Material shown |
++++++++

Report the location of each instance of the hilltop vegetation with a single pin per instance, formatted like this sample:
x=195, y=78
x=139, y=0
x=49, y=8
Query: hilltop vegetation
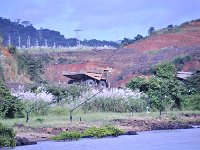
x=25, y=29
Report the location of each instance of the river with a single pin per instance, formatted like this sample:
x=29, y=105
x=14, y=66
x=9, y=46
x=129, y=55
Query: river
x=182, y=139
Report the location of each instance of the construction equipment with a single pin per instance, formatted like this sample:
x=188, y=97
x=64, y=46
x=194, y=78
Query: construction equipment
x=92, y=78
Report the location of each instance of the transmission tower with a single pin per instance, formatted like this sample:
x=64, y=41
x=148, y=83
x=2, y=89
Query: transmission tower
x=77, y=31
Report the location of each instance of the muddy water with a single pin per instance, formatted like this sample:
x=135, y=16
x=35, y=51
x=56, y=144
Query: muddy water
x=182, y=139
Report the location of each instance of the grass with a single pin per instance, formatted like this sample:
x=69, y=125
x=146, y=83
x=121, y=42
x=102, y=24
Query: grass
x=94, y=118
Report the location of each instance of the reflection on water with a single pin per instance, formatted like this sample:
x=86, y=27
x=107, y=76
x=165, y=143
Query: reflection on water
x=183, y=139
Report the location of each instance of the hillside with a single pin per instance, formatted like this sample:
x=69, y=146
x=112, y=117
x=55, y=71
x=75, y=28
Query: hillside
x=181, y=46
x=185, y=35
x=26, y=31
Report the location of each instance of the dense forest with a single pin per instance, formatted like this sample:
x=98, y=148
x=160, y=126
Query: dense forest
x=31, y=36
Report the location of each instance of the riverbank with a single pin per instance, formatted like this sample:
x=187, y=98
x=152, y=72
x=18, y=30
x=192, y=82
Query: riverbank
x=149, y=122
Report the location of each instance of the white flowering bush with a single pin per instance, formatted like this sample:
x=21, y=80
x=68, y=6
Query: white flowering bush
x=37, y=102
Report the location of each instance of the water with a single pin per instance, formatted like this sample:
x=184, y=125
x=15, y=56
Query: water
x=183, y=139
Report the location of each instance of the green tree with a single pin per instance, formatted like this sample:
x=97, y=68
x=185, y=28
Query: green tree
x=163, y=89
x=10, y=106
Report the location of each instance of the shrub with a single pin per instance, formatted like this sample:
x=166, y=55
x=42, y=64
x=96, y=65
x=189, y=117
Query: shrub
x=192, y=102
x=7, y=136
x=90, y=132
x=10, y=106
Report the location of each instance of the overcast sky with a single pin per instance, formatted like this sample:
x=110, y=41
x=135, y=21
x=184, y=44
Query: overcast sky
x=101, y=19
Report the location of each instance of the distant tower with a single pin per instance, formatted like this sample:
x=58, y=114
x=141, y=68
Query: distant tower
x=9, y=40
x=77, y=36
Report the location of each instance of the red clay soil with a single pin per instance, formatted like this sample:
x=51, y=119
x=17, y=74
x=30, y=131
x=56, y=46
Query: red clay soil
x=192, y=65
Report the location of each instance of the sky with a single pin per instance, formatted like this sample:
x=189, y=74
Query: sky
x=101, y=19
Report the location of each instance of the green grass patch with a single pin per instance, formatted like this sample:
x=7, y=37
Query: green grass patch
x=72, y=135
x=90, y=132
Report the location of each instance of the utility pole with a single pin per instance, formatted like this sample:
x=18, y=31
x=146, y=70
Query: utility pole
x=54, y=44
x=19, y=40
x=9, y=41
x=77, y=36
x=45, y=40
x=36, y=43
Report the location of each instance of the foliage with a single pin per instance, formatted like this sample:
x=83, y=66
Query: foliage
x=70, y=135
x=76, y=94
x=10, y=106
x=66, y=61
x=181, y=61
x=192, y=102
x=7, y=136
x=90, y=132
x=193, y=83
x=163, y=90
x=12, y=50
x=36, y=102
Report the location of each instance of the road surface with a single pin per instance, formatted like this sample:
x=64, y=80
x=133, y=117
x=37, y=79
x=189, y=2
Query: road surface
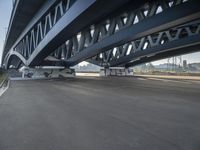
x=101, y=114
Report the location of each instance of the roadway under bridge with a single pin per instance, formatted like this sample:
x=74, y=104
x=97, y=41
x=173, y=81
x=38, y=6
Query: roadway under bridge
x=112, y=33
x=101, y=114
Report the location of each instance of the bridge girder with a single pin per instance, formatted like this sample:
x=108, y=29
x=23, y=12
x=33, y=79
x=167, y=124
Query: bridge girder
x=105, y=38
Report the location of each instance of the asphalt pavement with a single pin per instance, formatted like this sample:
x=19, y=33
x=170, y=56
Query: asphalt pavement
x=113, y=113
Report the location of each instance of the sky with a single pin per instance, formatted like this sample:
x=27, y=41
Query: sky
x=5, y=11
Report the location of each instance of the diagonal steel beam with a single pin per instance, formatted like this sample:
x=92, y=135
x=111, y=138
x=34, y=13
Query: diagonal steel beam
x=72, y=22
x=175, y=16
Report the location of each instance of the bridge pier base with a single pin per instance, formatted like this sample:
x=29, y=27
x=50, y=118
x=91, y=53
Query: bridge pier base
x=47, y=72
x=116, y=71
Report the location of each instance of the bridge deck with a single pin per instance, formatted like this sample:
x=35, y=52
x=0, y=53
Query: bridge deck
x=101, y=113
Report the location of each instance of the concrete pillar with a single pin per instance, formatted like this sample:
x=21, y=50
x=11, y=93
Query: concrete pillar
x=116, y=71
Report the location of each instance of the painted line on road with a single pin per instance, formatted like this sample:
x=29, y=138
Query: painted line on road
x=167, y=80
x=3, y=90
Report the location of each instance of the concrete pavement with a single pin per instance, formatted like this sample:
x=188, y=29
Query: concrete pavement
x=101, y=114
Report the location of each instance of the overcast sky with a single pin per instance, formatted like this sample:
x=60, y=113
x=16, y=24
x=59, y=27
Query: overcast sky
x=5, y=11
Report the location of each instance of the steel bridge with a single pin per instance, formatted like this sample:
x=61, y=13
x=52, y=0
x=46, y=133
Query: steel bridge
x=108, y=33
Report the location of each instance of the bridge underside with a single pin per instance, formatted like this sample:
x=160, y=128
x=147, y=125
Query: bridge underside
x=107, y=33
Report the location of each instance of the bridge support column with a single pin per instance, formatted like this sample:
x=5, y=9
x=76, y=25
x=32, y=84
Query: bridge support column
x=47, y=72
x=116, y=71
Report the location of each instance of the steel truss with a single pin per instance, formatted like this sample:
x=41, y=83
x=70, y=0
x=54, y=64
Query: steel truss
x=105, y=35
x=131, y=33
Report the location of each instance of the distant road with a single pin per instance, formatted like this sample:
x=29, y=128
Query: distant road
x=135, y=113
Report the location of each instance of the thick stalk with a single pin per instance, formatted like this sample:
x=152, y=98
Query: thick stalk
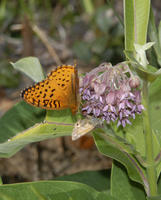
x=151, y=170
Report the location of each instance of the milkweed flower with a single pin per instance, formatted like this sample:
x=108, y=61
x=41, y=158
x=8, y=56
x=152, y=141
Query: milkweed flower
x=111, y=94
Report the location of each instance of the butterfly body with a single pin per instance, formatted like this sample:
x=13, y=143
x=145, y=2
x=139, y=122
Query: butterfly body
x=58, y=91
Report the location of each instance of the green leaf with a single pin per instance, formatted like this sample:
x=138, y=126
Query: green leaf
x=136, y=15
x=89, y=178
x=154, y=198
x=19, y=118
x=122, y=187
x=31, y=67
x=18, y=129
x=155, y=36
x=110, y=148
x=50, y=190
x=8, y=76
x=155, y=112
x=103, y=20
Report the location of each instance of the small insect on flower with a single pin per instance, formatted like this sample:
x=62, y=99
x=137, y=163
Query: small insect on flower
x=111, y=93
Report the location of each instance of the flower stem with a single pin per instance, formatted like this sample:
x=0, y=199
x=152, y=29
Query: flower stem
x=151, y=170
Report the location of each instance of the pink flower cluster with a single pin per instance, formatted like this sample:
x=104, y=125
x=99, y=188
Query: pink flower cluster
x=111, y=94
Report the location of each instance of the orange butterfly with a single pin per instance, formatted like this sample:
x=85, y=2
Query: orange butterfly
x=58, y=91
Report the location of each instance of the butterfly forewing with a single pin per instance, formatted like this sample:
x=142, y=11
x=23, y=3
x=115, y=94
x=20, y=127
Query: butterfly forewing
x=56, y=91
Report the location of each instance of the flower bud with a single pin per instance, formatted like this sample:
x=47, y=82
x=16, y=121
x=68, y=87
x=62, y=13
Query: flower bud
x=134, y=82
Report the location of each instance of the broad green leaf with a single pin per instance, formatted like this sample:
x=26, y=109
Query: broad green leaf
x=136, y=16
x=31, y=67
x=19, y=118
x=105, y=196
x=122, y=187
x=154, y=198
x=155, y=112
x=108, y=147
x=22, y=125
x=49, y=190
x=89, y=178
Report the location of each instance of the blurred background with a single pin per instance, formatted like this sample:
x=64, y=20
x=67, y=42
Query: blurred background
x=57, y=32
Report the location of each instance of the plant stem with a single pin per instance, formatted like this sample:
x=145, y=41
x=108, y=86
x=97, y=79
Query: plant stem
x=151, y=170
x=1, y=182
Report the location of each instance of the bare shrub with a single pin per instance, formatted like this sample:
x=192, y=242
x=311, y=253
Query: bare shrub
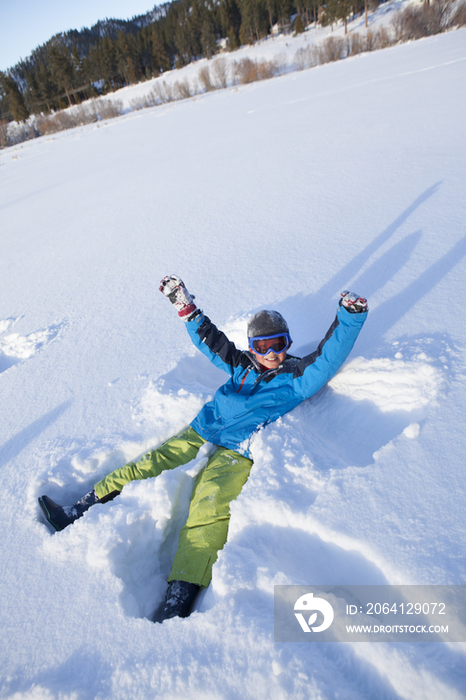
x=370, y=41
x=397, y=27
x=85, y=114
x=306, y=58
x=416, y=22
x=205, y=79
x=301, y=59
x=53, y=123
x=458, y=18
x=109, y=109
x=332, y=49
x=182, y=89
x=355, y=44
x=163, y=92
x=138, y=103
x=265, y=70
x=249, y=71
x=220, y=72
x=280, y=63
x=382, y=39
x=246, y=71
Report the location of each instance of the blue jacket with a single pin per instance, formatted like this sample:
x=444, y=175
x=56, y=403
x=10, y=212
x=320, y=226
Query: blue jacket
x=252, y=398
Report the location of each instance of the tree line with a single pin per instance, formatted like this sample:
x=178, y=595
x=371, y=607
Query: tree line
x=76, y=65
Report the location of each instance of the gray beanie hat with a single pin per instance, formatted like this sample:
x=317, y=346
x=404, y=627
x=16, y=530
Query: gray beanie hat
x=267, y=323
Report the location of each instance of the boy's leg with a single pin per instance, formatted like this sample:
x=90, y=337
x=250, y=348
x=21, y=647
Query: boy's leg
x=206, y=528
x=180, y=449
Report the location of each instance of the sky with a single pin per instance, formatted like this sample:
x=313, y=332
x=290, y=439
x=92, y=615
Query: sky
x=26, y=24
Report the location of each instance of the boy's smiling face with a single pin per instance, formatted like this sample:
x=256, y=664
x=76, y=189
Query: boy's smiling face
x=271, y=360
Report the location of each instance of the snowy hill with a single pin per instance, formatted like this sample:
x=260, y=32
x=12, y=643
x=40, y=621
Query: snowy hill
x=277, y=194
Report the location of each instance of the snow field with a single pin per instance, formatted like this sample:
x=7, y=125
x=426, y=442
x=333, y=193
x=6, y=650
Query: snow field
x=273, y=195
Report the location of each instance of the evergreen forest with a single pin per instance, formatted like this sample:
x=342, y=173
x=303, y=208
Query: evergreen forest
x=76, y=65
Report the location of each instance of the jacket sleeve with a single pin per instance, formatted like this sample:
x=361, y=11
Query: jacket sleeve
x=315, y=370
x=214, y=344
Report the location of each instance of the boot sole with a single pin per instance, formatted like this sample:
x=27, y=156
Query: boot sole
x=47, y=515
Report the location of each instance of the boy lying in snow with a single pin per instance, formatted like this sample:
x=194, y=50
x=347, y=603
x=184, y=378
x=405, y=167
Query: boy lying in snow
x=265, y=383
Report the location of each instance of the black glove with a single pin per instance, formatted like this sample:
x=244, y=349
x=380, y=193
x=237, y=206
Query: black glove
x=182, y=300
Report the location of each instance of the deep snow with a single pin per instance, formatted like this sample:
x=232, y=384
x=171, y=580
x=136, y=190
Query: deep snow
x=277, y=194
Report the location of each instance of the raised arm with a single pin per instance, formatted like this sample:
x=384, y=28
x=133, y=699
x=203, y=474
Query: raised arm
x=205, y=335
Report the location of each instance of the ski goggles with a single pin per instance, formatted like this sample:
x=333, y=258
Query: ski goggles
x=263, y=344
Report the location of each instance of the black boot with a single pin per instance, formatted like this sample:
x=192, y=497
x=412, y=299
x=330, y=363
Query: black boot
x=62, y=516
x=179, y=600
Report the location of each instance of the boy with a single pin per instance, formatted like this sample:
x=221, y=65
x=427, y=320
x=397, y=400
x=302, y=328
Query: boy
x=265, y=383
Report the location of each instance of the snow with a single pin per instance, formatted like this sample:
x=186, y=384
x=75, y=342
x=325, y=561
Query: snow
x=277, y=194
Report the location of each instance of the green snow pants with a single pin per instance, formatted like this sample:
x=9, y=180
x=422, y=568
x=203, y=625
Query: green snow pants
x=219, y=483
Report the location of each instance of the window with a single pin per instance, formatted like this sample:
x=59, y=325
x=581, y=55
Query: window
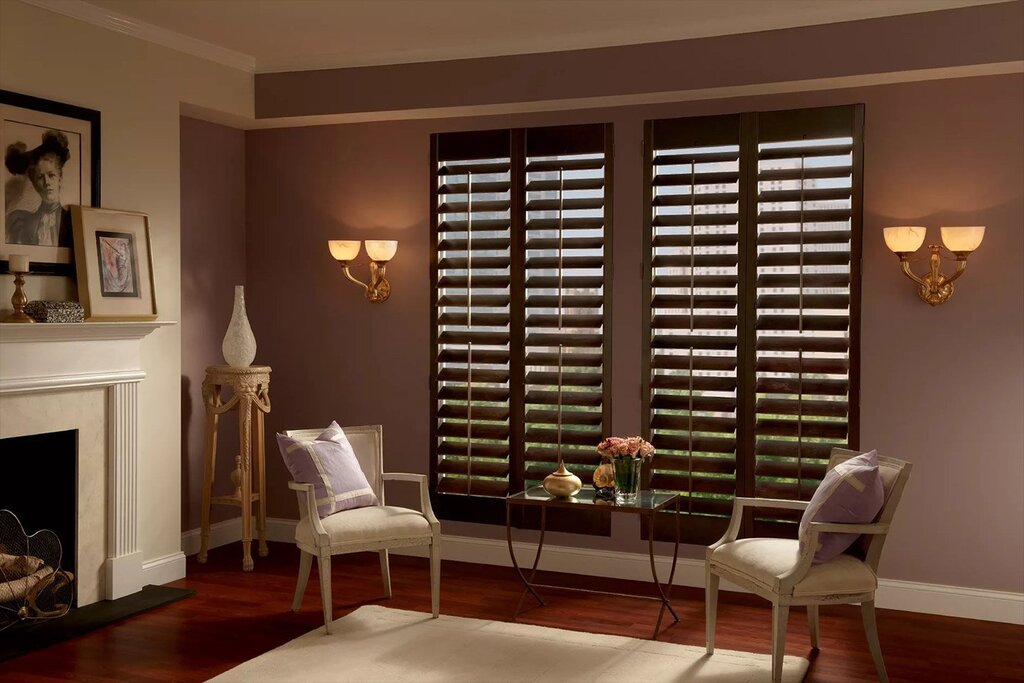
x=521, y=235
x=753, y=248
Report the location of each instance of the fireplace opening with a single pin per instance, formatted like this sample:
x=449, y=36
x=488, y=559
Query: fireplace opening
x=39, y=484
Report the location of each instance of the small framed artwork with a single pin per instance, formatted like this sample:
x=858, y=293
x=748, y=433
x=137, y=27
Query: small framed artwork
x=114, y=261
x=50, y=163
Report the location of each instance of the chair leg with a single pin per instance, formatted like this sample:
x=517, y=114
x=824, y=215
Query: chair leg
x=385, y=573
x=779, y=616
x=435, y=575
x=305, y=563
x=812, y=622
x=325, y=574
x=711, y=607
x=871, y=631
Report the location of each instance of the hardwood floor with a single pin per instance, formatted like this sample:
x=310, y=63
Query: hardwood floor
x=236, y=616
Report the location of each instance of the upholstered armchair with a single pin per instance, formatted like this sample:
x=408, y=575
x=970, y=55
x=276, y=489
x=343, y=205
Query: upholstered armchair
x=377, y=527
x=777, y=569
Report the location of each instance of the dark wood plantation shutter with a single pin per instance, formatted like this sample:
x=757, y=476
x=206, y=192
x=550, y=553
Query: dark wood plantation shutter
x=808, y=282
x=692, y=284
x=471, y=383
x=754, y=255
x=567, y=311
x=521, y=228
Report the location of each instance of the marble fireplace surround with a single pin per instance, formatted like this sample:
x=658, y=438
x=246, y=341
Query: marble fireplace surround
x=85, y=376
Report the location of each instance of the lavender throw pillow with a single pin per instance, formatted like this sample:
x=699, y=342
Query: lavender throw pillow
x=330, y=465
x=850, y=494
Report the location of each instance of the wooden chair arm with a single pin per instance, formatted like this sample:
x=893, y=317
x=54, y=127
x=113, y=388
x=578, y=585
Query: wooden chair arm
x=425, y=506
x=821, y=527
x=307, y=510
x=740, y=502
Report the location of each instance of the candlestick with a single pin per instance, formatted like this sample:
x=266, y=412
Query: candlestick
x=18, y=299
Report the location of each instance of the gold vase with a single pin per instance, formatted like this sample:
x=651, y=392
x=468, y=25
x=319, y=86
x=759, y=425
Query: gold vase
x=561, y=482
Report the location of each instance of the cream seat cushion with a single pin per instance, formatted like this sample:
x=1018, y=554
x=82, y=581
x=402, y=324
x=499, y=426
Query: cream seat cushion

++++++++

Required task | Pull out the rows verbatim, starting at the line that has "Report the location of each instance of the bare" and stopping after the line that has "x=355, y=44". Leave the picture out of your copy.

Finished task |
Report the location of each instance of the bare shrub with a single pin per instance, formatted like this sample:
x=192, y=242
x=311, y=253
Query: bare shrub
x=370, y=41
x=397, y=27
x=85, y=114
x=306, y=58
x=416, y=22
x=205, y=79
x=301, y=59
x=53, y=123
x=458, y=18
x=109, y=109
x=332, y=49
x=182, y=89
x=355, y=44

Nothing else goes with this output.